*INPUT DATA:*
- - - -
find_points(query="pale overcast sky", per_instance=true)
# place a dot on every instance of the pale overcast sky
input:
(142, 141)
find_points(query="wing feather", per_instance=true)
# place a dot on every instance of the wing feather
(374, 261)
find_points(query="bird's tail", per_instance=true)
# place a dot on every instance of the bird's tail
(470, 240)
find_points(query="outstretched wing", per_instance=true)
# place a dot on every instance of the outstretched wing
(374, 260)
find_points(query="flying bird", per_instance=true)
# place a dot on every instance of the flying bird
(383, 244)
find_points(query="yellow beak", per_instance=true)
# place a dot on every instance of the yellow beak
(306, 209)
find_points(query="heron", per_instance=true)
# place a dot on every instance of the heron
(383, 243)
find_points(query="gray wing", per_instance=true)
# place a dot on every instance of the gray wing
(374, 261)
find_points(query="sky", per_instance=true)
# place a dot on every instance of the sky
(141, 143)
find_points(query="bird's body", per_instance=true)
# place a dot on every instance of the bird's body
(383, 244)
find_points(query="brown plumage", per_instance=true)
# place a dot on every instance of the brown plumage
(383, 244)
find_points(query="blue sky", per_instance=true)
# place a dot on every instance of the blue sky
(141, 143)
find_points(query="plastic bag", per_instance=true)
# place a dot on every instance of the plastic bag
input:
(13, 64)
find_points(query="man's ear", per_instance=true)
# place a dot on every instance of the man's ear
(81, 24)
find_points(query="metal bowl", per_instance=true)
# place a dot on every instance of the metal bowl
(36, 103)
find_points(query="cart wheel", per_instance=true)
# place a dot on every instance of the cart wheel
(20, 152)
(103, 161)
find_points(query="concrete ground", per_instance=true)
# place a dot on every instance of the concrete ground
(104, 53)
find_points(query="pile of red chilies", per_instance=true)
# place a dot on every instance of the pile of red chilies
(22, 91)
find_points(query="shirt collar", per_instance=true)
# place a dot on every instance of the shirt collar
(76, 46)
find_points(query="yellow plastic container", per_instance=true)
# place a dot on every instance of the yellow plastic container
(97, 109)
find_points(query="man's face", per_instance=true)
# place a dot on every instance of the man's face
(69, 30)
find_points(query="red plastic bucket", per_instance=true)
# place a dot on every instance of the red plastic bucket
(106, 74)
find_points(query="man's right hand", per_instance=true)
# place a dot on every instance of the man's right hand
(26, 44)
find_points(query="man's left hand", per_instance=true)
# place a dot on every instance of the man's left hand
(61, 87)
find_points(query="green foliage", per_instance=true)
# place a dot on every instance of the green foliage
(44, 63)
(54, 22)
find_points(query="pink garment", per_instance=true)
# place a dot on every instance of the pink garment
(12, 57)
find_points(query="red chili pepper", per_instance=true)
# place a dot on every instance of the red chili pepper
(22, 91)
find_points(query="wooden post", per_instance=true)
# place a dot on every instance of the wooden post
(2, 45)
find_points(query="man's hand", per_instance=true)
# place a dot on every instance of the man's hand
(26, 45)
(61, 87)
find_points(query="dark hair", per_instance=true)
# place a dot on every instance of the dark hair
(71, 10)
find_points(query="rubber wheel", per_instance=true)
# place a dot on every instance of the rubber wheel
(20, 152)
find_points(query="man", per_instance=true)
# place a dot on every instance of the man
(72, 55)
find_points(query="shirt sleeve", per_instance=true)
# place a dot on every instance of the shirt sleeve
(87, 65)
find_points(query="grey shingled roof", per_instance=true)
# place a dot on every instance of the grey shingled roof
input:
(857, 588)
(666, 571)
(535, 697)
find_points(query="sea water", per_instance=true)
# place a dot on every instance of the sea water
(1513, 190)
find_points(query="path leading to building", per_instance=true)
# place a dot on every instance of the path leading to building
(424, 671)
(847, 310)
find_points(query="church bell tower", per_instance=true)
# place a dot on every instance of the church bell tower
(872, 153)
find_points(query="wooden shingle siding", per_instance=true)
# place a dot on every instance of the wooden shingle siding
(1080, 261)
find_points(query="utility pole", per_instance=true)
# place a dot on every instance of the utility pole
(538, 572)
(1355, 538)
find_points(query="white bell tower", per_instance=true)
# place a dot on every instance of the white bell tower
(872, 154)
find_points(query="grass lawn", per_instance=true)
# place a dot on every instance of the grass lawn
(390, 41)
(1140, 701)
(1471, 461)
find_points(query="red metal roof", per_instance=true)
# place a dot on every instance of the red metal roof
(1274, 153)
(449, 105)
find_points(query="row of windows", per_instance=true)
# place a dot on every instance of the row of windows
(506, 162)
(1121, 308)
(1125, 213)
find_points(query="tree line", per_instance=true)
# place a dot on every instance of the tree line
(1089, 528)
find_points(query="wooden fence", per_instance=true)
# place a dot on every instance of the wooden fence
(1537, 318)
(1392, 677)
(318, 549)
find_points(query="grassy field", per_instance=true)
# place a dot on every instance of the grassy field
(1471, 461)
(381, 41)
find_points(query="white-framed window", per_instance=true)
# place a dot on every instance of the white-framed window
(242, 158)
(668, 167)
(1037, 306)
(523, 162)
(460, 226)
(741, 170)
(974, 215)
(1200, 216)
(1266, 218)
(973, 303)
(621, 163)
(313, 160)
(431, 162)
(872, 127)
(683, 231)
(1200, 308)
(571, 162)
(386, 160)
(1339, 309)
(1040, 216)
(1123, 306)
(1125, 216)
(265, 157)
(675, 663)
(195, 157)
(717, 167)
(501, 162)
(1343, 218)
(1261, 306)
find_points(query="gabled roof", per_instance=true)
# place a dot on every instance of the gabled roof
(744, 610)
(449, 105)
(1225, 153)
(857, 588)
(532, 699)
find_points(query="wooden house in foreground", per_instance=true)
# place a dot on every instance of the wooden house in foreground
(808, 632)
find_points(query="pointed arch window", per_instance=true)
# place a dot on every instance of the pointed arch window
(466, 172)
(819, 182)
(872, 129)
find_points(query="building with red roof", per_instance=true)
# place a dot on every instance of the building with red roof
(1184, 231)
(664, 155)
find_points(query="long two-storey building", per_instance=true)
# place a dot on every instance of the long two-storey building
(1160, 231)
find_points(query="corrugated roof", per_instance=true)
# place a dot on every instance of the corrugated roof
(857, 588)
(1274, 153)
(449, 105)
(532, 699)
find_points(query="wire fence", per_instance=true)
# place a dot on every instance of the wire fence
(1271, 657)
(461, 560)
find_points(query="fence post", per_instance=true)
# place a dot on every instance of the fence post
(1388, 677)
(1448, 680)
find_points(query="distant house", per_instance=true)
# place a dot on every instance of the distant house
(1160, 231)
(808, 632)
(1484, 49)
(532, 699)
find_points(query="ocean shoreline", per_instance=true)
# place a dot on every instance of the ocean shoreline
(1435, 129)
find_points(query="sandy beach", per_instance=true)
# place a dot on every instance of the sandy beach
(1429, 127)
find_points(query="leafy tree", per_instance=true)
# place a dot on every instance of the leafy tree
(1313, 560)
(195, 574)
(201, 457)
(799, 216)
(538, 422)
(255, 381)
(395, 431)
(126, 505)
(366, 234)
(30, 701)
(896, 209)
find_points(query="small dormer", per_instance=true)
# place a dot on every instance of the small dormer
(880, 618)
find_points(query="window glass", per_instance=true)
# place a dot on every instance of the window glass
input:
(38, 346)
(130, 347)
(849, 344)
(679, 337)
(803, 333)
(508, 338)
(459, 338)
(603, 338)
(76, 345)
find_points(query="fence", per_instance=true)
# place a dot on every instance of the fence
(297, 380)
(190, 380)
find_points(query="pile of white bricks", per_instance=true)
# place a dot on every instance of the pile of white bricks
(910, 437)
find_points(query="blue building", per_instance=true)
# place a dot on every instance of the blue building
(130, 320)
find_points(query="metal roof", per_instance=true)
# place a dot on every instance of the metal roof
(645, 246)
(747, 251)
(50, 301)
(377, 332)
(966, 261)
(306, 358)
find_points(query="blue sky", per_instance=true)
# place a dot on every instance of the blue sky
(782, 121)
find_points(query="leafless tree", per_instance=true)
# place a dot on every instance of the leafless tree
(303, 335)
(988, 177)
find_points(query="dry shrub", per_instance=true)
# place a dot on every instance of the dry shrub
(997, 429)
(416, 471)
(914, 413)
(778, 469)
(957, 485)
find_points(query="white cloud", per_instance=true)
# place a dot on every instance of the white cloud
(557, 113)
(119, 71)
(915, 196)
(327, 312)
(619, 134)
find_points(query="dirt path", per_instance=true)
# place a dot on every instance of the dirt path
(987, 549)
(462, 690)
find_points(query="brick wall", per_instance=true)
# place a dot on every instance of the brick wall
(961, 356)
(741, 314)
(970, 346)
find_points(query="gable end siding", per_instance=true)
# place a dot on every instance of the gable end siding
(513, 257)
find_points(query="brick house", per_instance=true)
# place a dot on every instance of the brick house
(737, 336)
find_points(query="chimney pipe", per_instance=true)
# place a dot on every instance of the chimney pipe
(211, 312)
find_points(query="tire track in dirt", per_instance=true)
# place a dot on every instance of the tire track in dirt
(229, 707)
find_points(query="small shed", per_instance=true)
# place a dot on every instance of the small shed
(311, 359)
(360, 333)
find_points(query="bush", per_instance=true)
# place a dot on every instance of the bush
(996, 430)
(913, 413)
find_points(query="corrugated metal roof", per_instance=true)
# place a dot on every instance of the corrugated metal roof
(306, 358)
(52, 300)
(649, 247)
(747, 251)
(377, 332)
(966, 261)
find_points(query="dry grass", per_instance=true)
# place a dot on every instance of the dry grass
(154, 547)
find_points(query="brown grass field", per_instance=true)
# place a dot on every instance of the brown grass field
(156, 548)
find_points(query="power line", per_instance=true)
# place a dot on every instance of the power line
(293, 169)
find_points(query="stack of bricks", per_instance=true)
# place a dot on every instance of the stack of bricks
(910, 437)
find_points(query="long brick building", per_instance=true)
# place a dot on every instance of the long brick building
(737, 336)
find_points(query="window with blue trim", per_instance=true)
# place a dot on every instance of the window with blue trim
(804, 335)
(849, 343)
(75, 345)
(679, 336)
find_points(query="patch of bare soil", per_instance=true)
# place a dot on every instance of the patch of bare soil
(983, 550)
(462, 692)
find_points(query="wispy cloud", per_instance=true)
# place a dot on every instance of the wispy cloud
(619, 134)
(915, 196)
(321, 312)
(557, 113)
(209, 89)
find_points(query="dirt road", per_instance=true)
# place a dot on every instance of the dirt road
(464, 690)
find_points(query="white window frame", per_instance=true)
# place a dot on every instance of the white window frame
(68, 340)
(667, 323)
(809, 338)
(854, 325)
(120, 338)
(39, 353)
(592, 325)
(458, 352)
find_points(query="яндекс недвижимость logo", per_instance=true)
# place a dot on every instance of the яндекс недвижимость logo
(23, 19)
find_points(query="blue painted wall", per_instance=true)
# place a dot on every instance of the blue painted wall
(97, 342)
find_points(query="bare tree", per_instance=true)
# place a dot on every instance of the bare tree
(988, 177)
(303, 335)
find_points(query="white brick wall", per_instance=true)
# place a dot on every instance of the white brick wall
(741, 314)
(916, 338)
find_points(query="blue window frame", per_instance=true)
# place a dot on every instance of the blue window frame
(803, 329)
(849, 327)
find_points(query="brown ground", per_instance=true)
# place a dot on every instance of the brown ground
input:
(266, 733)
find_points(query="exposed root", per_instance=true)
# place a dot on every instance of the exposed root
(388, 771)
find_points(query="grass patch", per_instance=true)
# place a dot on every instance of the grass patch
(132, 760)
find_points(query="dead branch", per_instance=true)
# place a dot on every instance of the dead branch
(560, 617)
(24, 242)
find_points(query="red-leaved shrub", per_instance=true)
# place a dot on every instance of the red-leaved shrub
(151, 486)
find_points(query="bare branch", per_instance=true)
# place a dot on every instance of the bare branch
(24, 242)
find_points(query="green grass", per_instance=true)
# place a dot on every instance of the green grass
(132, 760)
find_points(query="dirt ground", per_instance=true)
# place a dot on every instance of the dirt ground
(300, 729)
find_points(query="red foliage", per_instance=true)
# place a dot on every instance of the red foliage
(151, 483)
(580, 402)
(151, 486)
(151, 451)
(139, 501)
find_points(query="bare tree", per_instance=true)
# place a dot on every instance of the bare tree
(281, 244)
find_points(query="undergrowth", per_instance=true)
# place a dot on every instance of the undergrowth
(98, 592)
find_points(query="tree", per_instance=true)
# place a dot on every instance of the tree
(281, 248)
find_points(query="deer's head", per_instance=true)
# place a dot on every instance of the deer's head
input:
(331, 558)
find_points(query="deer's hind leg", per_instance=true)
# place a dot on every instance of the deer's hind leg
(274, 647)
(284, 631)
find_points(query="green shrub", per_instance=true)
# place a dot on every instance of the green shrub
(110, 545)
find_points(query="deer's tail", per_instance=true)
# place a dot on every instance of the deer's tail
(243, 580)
- - - -
*INSTRUCTIONS FOR THE TASK:* Show every line of the items that contains the word "tire", copying each line in full.

*ANSWER TO THE EXERCISE:*
find_points(query="tire track in dirt", per_instance=true)
# place a dot on every instance of the tire track in dirt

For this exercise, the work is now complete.